#### [Esercizio]
Per favore, disponi tutte le voci qui sotto in un elenco numerato, tralasciando le righe vuote.

Voci di annotazione con coordinate:
____________

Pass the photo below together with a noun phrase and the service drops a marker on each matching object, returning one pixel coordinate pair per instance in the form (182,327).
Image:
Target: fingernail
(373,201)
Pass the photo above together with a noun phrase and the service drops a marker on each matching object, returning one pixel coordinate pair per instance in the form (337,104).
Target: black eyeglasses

____________

#### [Risposta finale]
1. Pass the photo below together with a noun phrase and the service drops a marker on each matching object, returning one pixel coordinate pair per instance in the form (182,327).
2. Image:
3. Target: fingernail
4. (373,201)
5. Pass the photo above together with a noun phrase and the service drops a marker on each matching object, returning one pixel coordinate pair per instance in the form (337,104).
6. Target: black eyeglasses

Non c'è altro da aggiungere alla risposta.